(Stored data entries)
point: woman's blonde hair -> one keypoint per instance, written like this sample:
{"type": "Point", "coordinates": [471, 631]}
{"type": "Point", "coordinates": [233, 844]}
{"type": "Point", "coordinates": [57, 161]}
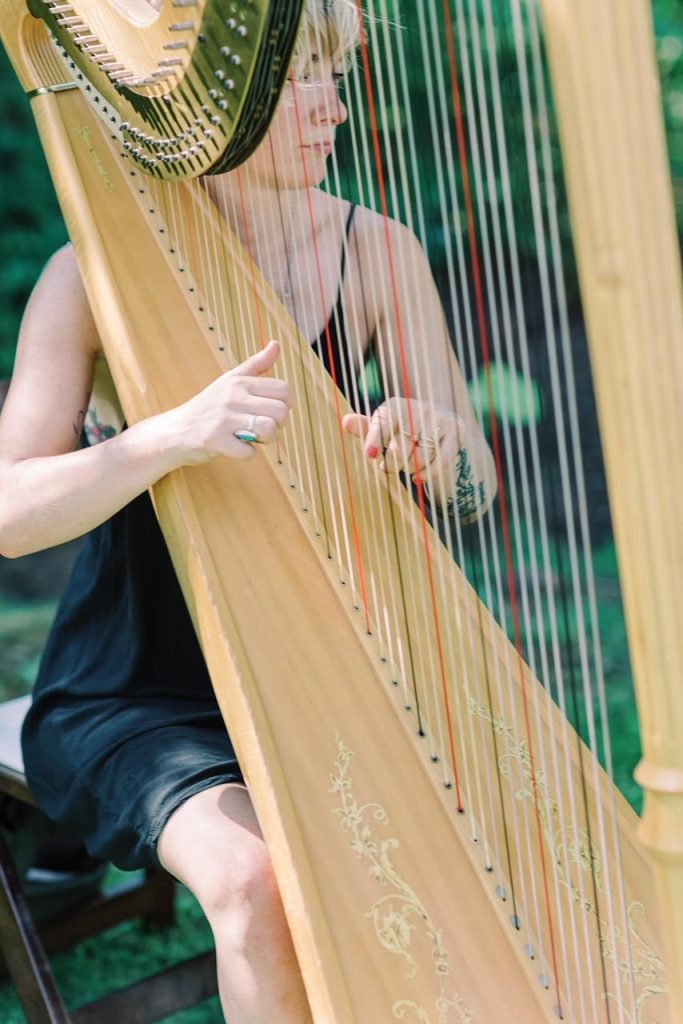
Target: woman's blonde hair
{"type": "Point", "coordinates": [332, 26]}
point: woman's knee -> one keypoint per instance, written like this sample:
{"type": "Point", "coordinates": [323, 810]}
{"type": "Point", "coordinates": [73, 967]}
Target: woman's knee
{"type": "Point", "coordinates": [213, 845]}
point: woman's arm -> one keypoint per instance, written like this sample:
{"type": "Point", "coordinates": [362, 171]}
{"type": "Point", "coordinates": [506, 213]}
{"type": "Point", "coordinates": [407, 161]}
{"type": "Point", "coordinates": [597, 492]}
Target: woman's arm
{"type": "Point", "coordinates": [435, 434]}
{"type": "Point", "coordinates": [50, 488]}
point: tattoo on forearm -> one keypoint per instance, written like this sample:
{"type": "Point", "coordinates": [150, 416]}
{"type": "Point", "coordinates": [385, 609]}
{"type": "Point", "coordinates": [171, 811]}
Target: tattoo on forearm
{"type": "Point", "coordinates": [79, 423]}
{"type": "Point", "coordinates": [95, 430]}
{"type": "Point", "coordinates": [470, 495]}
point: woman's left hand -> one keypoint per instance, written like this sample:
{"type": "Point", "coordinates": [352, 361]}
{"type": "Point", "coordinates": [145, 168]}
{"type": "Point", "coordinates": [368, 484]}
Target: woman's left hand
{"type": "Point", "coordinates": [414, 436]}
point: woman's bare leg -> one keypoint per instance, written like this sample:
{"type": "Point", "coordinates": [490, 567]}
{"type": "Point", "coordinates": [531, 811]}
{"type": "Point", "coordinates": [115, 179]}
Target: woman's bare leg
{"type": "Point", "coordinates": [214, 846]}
...
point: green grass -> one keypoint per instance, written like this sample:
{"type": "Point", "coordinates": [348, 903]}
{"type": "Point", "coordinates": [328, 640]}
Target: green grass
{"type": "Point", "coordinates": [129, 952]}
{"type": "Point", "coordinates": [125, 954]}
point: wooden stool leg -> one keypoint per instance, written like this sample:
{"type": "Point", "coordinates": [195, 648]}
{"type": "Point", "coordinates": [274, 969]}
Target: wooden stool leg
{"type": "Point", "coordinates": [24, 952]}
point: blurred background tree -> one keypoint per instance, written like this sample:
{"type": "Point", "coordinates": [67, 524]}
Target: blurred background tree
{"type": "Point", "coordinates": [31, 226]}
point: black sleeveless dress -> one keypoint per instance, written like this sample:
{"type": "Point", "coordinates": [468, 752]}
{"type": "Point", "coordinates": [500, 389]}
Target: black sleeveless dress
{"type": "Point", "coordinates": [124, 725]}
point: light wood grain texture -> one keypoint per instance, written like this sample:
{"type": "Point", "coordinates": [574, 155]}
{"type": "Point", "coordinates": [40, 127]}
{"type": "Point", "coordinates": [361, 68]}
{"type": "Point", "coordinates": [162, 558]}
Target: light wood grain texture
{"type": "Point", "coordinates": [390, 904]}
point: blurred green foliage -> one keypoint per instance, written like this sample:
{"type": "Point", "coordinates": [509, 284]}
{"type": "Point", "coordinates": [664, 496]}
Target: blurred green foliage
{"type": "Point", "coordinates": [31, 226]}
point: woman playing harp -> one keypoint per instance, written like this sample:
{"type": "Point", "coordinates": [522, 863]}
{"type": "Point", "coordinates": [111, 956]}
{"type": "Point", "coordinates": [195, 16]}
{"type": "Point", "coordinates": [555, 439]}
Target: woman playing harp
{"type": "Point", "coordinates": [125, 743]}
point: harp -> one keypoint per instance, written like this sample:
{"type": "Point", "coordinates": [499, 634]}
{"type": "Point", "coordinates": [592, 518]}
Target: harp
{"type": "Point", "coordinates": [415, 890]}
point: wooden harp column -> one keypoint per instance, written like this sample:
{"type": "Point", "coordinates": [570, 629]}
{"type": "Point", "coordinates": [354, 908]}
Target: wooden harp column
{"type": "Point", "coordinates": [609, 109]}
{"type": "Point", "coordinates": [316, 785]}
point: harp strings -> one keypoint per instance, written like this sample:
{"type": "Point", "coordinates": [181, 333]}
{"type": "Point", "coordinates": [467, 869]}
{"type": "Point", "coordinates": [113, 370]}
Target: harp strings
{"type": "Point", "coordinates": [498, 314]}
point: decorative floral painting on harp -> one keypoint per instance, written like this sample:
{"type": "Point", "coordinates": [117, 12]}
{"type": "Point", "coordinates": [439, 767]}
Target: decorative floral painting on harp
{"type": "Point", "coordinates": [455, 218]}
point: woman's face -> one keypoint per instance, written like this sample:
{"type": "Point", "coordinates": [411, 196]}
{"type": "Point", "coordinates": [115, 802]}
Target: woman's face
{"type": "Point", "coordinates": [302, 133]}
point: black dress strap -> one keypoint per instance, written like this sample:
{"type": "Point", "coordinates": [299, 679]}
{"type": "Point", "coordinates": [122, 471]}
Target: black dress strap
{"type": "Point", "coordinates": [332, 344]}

→ **Written request**:
Reproduce the data lines starting with the line that contains "point: woman's blonde" and going on through the line that contains "Target: woman's blonde hair", with both of those lines included. Leave out the pictures.

→ **Solved problem**:
point: woman's blonde hair -> one keypoint per instance, written like this sample:
{"type": "Point", "coordinates": [471, 631]}
{"type": "Point", "coordinates": [233, 844]}
{"type": "Point", "coordinates": [57, 161]}
Target: woman's blonde hair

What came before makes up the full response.